§ **Task to carry out**:
Please copy word for word the lines of the records from the one containing "Note: annotate every instance of the young woman" through the last line of the records, including both ends.

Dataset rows
*****
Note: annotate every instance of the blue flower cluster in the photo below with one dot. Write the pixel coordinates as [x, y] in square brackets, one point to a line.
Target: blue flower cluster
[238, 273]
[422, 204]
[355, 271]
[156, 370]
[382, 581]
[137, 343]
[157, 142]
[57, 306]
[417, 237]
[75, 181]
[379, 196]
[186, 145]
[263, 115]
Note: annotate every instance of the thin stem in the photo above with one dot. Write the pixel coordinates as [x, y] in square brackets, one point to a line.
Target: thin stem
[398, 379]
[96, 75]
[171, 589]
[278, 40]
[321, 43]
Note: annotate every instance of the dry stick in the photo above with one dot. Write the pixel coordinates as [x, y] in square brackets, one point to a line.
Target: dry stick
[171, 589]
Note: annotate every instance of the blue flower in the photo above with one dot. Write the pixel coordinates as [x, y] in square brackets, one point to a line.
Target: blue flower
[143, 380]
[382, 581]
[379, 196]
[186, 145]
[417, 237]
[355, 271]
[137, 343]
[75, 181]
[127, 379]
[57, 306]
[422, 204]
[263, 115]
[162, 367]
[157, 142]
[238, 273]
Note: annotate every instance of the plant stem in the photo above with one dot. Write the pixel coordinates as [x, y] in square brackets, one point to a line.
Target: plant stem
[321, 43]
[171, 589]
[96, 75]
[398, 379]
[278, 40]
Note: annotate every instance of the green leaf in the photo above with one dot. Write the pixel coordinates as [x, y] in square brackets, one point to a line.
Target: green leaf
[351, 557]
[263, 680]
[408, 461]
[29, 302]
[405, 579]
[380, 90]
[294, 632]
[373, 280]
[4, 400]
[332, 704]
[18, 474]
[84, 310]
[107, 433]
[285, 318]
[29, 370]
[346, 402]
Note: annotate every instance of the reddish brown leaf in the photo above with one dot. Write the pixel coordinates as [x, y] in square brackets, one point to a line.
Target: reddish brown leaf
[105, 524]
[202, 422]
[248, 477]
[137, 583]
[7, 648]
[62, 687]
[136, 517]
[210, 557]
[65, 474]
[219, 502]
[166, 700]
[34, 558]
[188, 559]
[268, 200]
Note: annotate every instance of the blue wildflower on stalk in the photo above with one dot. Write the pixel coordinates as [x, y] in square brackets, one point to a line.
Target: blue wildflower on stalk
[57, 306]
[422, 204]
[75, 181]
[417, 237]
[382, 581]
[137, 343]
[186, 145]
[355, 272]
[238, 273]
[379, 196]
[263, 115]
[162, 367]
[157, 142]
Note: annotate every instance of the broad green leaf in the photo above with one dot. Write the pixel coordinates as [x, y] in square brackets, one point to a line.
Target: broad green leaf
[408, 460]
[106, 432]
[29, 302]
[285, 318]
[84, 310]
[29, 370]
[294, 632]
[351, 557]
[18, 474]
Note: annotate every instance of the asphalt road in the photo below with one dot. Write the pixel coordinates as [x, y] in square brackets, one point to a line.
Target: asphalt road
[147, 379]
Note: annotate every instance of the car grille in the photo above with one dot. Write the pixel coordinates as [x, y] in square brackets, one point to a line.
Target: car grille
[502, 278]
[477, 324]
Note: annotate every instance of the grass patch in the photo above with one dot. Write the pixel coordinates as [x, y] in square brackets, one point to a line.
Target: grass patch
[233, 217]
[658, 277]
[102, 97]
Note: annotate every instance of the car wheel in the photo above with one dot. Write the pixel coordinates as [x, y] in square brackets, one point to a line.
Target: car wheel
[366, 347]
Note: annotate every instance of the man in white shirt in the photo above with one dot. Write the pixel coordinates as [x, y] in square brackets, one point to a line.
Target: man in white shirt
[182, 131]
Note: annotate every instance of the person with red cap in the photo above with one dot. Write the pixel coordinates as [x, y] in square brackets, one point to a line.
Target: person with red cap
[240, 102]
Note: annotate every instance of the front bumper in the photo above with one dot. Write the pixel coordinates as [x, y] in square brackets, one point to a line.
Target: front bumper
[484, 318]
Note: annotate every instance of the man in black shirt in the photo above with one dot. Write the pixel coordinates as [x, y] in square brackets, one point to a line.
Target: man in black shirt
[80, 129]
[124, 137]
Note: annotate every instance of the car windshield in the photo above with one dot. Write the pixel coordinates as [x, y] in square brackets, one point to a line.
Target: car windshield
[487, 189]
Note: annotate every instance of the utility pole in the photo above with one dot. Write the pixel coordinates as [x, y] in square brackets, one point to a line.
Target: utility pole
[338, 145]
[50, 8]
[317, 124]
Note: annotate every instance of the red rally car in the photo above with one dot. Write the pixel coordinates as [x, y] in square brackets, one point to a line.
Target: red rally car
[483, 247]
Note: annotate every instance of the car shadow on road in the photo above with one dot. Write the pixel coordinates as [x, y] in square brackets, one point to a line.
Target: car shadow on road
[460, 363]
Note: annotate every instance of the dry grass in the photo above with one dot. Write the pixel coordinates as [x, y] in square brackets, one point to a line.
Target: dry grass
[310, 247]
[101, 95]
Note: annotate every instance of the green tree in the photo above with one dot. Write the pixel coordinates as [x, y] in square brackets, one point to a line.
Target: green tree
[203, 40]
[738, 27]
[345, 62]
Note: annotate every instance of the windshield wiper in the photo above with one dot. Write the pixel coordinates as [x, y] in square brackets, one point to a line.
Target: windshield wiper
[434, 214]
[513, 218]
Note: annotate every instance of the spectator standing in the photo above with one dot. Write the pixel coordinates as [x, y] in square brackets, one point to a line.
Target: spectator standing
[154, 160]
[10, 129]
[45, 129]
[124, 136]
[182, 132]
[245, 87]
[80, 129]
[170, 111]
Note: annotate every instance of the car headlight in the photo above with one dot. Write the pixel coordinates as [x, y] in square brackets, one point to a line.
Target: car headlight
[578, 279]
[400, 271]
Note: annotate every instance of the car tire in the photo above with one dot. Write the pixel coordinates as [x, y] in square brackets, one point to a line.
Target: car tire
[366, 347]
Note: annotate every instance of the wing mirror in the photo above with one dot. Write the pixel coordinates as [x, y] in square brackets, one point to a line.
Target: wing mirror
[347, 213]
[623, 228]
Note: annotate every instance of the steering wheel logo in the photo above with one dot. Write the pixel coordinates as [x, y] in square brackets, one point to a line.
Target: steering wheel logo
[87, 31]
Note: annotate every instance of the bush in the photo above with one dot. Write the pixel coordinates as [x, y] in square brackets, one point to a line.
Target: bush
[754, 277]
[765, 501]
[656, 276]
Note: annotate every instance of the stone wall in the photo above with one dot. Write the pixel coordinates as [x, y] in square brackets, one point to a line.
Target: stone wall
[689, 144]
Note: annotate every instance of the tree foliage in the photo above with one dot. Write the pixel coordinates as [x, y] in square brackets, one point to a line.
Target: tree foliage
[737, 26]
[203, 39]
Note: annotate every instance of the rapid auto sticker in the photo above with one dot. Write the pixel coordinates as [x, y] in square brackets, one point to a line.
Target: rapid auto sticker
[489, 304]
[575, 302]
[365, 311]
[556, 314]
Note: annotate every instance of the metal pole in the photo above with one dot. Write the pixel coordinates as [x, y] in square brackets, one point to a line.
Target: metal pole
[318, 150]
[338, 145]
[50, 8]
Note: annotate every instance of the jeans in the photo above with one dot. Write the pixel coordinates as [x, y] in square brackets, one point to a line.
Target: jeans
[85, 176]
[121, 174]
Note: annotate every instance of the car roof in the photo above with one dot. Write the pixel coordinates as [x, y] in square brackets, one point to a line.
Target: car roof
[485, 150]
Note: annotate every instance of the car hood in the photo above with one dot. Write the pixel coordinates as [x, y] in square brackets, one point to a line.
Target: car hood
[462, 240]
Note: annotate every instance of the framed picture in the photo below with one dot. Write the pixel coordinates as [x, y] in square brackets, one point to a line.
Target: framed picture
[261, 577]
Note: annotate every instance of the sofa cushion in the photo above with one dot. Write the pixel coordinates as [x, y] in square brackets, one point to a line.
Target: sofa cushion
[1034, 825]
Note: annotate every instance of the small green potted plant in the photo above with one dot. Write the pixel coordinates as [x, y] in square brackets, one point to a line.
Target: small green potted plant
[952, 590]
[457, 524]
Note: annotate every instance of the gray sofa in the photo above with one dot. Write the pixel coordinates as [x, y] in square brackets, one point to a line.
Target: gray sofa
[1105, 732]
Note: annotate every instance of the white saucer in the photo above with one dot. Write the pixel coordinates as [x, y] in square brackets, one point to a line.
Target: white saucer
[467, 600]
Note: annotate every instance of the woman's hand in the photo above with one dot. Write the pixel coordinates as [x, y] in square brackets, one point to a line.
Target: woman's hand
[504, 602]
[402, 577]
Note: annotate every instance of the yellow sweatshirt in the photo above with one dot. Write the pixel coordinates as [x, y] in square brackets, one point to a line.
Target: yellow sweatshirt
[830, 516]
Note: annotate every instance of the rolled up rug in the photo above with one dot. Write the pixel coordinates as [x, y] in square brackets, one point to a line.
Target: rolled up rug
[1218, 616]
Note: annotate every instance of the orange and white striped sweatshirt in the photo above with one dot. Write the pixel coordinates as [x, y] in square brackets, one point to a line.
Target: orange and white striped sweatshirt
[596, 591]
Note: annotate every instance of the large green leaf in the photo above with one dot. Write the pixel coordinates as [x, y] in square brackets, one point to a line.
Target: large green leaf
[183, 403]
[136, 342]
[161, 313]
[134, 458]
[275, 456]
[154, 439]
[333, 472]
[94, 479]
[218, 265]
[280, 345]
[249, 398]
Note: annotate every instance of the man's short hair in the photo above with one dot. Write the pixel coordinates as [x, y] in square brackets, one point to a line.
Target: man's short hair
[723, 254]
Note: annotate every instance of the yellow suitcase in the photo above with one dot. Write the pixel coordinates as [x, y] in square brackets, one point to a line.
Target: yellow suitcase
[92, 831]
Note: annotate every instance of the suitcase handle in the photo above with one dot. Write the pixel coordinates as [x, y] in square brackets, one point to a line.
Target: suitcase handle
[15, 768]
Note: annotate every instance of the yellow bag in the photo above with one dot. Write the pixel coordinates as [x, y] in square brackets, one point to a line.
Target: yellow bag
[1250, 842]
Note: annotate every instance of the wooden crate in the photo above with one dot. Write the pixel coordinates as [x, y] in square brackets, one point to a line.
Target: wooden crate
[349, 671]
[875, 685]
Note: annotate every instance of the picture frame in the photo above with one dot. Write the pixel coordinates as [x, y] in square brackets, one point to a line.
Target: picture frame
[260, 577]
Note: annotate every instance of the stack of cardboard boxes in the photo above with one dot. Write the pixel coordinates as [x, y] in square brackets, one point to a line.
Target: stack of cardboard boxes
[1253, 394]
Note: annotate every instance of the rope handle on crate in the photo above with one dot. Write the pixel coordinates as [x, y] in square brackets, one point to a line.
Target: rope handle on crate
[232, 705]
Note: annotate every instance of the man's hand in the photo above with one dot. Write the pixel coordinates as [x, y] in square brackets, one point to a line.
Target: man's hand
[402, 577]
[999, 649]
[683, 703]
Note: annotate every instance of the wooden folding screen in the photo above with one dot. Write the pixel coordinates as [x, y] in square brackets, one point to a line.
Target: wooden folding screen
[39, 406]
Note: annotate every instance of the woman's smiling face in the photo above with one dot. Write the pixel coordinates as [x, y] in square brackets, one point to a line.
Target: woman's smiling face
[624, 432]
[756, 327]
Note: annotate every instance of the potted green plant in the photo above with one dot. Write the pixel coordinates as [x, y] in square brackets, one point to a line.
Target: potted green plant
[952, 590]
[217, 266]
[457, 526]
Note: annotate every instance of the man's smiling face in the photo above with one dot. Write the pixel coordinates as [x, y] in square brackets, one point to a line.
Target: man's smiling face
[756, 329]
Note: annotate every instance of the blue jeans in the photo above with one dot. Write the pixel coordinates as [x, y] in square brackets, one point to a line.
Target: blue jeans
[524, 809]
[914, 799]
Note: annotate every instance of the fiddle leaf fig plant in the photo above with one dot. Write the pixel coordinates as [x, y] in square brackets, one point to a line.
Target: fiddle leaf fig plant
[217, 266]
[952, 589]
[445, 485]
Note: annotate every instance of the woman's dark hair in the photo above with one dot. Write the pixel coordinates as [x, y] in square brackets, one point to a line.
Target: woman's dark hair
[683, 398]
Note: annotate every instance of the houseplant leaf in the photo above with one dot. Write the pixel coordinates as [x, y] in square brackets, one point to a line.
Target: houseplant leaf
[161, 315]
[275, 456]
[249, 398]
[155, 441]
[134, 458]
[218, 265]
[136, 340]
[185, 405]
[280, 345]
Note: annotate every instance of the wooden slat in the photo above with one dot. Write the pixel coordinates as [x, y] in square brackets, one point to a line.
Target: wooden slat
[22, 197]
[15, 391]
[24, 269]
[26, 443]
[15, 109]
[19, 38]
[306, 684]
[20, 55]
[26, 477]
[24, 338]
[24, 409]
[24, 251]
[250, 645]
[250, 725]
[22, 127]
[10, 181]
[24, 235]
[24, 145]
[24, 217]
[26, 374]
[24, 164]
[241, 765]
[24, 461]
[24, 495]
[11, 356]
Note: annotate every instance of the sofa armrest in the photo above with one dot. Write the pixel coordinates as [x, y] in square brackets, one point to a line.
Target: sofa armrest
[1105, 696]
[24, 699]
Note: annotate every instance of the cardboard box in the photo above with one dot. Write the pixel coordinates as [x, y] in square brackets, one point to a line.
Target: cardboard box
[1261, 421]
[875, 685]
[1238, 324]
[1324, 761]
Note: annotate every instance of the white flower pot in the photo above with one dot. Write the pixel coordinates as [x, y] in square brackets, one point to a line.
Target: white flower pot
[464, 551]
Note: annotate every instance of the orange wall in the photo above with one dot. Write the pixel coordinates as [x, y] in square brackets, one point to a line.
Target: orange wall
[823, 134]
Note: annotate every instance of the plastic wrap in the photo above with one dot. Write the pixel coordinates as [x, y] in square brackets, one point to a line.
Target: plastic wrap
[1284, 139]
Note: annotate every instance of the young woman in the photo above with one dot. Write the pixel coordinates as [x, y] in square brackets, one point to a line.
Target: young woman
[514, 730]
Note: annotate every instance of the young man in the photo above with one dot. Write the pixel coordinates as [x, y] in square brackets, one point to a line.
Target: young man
*****
§ **Finished exercise**:
Note: annotate every instance of the young woman in the photo above with one dot. Write the pixel coordinates as [x, y] in square brackets, one point to a line.
Target: young woman
[514, 730]
Note: annotate every instance of the young man in the photo above with one dot. Write the pixel coordinates as [x, y] in square brackets, one point to a line.
Target: young man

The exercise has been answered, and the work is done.